Extracted data:
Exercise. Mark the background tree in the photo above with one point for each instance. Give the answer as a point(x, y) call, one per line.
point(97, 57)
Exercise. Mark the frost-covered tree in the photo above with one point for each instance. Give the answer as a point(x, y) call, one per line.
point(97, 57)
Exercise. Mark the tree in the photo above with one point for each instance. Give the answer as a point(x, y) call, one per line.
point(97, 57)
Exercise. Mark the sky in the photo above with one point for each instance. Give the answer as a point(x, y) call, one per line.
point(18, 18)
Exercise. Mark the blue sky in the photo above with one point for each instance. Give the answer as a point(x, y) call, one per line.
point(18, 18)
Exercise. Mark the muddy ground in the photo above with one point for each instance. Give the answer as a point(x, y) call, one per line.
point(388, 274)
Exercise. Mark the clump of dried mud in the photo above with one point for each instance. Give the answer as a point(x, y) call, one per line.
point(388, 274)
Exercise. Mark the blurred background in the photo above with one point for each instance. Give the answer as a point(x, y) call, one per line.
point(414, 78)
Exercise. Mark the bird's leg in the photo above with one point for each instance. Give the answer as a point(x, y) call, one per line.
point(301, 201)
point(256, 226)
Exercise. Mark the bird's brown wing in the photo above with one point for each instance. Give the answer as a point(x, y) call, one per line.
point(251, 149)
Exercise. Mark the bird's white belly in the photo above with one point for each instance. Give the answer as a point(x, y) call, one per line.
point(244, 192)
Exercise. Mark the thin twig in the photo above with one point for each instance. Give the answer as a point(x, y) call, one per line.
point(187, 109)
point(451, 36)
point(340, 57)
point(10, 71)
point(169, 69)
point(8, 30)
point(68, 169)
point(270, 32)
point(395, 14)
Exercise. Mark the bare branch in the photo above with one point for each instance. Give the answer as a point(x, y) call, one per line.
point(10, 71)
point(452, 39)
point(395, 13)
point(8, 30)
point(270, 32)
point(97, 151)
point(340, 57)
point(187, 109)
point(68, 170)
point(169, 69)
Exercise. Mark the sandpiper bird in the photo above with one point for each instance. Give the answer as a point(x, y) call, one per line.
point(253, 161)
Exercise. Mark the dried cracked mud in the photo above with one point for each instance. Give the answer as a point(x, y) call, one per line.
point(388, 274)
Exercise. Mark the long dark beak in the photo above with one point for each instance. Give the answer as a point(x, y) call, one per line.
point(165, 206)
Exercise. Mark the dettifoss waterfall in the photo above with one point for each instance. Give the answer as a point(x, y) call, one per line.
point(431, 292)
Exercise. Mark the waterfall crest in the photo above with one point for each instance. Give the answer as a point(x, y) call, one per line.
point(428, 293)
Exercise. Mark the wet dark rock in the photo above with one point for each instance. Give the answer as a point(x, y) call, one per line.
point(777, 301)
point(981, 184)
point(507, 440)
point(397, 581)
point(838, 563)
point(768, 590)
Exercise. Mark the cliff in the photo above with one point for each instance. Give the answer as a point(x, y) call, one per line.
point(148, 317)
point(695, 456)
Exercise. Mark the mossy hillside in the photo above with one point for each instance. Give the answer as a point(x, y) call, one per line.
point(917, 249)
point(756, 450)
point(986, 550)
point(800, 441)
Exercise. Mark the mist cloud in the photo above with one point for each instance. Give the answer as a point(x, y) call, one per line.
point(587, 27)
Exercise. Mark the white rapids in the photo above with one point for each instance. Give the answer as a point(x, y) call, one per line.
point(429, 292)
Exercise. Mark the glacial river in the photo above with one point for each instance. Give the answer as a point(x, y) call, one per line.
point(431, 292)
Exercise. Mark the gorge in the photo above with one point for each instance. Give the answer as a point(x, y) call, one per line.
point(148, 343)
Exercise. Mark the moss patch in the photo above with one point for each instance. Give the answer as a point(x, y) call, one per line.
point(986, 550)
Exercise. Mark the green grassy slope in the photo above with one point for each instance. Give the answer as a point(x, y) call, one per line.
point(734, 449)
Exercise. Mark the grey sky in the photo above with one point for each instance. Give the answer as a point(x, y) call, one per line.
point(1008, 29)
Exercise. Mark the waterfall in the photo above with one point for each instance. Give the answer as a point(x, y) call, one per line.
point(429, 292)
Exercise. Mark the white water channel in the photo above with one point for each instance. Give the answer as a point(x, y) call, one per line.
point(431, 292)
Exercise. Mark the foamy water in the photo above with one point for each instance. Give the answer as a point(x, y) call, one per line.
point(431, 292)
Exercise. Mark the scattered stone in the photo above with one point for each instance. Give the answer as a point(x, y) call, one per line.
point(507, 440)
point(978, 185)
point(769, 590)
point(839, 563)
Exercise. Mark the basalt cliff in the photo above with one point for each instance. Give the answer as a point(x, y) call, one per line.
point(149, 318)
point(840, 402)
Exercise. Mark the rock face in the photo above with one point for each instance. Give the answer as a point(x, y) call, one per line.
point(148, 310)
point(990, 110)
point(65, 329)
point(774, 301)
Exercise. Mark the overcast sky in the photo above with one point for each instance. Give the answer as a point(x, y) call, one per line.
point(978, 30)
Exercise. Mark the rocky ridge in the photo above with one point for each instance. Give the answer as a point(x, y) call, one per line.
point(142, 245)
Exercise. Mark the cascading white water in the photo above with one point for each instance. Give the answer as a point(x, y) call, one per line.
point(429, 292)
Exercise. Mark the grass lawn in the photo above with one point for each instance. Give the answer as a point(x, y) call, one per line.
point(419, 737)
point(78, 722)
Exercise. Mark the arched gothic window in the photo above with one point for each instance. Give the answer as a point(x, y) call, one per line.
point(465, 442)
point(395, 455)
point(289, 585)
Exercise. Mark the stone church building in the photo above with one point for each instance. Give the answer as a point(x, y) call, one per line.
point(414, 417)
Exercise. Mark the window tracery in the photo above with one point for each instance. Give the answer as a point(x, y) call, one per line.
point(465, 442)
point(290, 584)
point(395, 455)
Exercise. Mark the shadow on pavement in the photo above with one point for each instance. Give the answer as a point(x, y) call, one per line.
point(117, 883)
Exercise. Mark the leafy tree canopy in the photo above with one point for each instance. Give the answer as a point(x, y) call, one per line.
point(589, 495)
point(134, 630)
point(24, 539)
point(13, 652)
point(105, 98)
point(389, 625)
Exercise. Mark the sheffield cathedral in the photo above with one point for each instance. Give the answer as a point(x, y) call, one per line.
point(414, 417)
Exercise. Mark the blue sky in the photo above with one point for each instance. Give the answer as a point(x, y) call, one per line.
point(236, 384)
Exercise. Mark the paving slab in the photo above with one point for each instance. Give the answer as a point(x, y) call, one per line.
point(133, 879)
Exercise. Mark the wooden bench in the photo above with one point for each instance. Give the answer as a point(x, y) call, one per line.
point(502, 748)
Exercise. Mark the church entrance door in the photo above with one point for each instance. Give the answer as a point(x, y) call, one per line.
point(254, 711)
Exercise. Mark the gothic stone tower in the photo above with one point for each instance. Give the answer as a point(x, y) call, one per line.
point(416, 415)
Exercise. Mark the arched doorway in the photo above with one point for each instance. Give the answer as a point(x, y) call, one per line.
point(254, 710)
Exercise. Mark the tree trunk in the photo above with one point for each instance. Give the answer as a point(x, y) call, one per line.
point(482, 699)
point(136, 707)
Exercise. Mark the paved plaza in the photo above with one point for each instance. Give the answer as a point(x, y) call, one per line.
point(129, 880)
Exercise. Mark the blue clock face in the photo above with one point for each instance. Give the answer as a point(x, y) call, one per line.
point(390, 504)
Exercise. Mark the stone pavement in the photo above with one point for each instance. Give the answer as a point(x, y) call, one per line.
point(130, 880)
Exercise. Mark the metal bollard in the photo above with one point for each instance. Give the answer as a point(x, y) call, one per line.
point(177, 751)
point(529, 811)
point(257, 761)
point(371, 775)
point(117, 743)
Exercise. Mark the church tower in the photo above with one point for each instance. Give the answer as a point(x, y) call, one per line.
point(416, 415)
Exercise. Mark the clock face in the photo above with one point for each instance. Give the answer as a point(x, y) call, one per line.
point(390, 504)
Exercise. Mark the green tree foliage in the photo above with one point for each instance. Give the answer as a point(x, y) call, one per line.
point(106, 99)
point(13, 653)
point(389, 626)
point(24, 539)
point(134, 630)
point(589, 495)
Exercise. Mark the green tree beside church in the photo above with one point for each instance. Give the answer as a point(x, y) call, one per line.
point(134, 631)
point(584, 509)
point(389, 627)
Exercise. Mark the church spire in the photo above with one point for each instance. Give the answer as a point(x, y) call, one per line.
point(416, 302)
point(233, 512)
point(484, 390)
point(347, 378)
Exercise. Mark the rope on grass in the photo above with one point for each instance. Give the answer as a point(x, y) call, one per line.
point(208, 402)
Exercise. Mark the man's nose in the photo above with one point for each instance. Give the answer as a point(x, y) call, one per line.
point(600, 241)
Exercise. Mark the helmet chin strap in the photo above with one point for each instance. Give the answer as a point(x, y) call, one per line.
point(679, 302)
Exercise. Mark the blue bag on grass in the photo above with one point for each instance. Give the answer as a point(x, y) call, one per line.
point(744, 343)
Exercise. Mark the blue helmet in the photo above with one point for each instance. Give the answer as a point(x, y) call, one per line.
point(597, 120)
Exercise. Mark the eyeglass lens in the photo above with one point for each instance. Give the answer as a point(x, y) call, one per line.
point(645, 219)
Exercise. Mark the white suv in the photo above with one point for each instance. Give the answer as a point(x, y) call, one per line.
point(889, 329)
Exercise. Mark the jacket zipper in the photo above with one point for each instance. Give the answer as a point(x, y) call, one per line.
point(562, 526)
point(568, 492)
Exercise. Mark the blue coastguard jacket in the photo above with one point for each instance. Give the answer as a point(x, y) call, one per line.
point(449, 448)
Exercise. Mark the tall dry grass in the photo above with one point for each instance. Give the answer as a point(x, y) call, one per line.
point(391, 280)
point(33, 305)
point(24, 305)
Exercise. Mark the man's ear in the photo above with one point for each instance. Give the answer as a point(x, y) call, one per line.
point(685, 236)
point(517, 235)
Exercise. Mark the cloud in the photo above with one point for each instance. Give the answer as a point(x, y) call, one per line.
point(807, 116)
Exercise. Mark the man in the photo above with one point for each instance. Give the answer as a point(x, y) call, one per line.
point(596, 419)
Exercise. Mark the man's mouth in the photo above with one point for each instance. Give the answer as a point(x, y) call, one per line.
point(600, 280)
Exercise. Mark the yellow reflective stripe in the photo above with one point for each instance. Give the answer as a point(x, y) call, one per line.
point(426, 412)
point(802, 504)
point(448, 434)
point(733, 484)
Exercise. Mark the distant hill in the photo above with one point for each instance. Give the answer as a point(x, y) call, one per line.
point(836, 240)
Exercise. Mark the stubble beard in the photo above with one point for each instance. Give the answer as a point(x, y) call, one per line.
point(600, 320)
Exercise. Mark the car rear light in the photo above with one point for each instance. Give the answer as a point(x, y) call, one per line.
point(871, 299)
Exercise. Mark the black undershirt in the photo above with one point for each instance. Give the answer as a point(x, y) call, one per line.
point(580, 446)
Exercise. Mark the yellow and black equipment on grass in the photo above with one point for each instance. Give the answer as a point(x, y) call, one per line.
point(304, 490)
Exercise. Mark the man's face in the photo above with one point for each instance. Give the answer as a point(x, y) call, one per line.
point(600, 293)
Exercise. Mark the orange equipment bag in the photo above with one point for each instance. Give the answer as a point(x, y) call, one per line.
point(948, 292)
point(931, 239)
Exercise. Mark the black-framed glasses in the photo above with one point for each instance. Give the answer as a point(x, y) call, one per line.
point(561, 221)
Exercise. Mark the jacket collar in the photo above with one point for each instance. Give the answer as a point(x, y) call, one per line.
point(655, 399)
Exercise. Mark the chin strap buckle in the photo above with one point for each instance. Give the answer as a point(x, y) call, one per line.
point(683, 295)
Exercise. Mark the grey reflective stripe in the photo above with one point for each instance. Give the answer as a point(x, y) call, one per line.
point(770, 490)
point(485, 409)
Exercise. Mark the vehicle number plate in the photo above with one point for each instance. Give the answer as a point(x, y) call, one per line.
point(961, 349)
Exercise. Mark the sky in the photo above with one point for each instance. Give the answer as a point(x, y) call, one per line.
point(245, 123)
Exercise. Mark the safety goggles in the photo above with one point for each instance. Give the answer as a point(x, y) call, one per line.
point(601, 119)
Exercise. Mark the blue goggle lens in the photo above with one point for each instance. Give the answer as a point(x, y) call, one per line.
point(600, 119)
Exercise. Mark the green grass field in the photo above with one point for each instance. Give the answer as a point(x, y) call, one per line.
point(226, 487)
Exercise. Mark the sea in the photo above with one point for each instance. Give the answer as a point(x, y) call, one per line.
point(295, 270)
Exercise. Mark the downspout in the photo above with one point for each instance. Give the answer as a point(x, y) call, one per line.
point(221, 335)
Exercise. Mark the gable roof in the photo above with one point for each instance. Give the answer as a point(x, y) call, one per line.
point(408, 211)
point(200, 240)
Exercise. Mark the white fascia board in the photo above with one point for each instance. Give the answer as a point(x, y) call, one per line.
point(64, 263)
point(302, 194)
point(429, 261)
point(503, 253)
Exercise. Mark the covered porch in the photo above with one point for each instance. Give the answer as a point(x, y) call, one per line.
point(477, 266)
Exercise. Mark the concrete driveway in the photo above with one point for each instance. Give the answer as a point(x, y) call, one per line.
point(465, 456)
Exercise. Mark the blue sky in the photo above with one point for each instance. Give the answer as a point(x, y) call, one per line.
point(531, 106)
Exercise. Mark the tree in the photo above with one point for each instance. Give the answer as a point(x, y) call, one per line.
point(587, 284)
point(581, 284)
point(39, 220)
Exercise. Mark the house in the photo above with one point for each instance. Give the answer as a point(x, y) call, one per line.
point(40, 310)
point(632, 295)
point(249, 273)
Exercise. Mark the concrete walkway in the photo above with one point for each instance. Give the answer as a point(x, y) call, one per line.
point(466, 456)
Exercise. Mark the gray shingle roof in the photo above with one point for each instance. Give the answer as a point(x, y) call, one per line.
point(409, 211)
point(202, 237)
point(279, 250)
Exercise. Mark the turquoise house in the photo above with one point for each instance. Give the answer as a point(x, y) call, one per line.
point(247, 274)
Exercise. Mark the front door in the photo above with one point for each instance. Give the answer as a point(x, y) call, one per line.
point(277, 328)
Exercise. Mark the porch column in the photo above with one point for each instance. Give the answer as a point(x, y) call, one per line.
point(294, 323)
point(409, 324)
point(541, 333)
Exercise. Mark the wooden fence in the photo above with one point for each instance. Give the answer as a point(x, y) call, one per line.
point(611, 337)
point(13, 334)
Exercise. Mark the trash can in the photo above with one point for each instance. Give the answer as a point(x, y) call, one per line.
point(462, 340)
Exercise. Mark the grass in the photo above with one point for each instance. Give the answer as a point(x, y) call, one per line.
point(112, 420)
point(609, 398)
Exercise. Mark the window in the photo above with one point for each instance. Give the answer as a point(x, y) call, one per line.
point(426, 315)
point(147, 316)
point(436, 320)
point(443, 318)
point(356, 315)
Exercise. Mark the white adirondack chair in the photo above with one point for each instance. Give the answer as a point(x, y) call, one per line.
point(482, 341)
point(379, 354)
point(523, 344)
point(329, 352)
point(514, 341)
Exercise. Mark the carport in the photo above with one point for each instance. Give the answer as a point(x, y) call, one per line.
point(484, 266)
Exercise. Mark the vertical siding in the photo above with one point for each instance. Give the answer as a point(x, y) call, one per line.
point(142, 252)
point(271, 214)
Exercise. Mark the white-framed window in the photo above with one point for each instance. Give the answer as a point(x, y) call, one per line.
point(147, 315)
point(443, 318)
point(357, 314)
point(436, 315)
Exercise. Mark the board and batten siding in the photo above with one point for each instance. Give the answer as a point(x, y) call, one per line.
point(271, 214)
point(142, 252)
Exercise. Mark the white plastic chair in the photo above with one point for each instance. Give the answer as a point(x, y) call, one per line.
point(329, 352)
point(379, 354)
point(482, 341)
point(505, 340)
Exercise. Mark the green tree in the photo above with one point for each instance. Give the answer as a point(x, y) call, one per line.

The request: Copy the stretch of rows from the line containing "Exercise. Mark the tree trunk" through the line containing "point(136, 707)", character for character.

Task solution:
Exercise. Mark the tree trunk in the photo above with one point for each instance. Give the answer as a point(x, y) call, one per line.
point(482, 699)
point(136, 707)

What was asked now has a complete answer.